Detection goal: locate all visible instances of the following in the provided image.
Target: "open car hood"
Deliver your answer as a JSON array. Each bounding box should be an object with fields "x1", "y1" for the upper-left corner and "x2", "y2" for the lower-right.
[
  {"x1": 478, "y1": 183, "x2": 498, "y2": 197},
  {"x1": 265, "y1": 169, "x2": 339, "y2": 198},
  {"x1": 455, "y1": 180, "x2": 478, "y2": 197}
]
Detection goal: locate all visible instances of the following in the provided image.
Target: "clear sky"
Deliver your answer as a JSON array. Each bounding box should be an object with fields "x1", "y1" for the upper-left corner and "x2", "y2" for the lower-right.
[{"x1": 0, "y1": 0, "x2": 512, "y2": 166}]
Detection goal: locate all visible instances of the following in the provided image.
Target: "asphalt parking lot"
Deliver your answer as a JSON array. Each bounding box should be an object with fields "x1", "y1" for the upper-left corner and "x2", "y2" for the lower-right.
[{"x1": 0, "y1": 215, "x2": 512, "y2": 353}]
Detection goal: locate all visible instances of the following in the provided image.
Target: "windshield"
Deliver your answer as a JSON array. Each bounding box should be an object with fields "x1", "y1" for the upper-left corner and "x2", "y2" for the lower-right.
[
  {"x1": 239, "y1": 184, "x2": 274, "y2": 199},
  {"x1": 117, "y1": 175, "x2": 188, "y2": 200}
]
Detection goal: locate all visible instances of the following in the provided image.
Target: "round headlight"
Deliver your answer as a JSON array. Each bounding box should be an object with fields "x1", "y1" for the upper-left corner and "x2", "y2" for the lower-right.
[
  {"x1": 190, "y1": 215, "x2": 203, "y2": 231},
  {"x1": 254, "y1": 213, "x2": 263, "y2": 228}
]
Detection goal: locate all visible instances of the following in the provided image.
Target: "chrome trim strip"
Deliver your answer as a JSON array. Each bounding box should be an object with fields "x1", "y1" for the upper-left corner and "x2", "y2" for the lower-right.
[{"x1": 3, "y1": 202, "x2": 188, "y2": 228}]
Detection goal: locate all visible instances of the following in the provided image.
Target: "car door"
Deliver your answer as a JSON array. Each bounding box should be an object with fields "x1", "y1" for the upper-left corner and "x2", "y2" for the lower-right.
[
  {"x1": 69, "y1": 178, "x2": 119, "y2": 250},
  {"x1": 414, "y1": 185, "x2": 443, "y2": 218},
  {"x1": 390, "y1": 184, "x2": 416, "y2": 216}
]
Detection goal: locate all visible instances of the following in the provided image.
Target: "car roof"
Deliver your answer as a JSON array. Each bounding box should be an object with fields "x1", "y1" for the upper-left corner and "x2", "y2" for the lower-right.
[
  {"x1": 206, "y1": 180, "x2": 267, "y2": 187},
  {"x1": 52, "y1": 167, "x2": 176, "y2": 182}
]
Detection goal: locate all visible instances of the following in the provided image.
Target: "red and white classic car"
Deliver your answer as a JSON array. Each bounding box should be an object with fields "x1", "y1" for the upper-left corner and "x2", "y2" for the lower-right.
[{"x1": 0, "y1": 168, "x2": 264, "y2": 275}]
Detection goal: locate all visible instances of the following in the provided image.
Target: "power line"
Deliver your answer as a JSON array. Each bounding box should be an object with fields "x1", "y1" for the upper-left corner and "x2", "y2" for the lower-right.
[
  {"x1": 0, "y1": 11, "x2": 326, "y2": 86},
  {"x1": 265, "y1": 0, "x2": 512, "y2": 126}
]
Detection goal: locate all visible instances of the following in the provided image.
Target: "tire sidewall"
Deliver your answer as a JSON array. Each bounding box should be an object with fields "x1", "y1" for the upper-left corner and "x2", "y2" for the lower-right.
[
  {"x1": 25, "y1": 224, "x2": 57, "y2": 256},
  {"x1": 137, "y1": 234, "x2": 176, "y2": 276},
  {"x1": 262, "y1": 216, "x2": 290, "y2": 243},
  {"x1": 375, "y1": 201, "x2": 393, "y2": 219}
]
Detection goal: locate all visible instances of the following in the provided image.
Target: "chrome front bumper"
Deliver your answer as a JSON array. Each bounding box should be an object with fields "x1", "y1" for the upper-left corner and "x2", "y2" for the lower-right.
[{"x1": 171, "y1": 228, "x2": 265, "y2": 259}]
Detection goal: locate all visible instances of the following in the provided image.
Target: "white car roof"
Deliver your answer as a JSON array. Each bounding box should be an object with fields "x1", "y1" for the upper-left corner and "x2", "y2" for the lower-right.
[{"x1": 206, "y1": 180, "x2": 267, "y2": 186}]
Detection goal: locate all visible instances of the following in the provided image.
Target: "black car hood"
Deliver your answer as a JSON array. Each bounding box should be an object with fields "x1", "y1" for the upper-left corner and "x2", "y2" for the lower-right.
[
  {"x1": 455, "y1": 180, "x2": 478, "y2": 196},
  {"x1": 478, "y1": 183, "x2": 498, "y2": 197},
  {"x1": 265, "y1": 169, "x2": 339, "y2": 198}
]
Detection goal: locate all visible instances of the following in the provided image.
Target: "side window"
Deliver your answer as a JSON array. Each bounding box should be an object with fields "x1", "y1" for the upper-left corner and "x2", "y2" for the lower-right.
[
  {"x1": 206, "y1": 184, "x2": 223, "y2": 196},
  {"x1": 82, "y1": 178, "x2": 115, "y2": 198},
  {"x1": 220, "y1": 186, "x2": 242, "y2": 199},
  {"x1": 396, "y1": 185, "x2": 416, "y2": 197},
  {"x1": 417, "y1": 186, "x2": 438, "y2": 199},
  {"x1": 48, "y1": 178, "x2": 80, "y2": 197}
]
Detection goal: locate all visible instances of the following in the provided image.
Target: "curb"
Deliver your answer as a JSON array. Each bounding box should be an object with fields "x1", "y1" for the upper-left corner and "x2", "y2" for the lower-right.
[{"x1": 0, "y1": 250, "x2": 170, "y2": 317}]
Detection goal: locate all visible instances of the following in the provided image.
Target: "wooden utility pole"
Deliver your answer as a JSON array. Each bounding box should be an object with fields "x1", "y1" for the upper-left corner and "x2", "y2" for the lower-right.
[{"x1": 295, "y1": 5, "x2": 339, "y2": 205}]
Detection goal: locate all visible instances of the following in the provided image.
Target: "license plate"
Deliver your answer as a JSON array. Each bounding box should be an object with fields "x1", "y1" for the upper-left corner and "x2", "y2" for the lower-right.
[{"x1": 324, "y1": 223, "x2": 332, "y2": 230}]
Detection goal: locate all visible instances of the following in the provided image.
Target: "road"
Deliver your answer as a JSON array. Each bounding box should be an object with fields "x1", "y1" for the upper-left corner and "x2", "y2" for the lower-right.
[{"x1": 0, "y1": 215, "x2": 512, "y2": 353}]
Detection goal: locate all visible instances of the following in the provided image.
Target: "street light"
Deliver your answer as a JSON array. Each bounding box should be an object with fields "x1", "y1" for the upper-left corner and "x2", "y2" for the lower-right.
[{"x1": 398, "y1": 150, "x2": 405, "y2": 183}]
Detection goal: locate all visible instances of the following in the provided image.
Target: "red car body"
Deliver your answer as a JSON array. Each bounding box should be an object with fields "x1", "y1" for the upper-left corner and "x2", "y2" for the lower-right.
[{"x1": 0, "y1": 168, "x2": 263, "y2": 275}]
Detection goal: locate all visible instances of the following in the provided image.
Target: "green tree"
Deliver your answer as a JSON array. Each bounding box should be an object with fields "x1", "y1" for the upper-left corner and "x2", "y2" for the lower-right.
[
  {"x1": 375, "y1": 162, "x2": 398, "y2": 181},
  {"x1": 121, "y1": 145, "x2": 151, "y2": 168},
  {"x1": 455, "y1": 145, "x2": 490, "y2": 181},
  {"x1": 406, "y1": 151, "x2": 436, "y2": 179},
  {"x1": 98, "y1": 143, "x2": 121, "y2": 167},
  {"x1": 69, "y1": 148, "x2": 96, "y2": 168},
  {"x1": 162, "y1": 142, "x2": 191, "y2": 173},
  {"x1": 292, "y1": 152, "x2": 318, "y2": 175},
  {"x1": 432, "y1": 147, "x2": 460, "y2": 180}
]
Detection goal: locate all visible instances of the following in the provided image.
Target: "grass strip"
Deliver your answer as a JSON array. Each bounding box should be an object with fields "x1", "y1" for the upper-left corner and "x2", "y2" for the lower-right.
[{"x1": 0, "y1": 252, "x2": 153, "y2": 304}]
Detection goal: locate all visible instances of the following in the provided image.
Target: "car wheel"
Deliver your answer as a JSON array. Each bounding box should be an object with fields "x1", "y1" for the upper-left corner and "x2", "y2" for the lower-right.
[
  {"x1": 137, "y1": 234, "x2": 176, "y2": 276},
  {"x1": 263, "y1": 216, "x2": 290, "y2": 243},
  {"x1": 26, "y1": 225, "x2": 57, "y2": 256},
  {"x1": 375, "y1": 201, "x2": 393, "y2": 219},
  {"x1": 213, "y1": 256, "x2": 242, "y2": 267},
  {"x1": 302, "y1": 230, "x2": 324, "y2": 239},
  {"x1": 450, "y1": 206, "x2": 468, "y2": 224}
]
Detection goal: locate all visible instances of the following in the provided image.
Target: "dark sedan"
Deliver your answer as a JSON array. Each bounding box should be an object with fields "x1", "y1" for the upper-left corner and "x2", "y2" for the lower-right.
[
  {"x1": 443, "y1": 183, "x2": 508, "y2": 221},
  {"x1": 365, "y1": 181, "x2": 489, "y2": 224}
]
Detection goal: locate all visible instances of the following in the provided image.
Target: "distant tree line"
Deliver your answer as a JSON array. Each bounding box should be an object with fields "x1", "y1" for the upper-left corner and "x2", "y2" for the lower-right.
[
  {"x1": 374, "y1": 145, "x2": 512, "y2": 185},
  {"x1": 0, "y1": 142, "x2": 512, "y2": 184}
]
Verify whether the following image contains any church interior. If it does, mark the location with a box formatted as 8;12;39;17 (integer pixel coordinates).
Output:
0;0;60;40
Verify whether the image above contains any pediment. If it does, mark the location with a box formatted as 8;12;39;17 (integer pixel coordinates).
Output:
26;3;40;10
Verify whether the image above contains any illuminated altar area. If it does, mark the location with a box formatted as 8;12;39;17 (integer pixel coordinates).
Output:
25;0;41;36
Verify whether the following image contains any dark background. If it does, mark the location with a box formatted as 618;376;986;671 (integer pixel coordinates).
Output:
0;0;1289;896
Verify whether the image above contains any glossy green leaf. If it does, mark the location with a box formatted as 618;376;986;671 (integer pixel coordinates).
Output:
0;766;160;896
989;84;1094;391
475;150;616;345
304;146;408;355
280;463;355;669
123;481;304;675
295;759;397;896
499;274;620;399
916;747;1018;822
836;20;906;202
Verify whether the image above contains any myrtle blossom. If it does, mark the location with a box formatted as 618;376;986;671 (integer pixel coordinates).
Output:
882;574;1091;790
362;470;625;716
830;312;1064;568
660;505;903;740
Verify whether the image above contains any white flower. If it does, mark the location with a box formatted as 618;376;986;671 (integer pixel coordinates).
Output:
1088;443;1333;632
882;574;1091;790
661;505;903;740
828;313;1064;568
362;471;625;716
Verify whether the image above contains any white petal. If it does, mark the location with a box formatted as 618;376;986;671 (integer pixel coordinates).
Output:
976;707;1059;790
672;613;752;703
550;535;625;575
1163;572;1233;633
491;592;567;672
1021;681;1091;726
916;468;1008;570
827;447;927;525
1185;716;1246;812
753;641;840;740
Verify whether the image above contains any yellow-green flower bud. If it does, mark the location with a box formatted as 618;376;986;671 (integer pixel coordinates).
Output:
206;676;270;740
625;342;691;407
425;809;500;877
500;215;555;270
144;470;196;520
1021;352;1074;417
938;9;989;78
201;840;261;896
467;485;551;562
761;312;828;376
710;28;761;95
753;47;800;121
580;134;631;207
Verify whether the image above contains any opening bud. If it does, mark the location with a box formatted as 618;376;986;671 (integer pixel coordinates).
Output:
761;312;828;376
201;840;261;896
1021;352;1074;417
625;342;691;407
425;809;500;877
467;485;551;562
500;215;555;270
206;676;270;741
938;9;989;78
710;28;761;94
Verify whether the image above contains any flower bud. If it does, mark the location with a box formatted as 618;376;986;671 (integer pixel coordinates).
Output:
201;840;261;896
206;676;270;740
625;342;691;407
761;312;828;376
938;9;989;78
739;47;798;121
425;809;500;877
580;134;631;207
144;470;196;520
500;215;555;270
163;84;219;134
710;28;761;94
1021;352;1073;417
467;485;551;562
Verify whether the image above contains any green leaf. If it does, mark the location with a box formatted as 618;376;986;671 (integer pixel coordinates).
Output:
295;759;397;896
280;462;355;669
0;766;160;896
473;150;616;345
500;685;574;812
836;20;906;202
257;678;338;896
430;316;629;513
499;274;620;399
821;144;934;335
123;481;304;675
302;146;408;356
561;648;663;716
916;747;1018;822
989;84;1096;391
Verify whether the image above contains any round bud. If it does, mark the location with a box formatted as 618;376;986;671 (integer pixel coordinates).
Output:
+ + + +
§ **Aim of the exercise**
Find every line in the entries that contains the word "roof" and copy each one out; case counts.

§ **Output for this exercise**
Target: "car roof"
Target: "white car roof"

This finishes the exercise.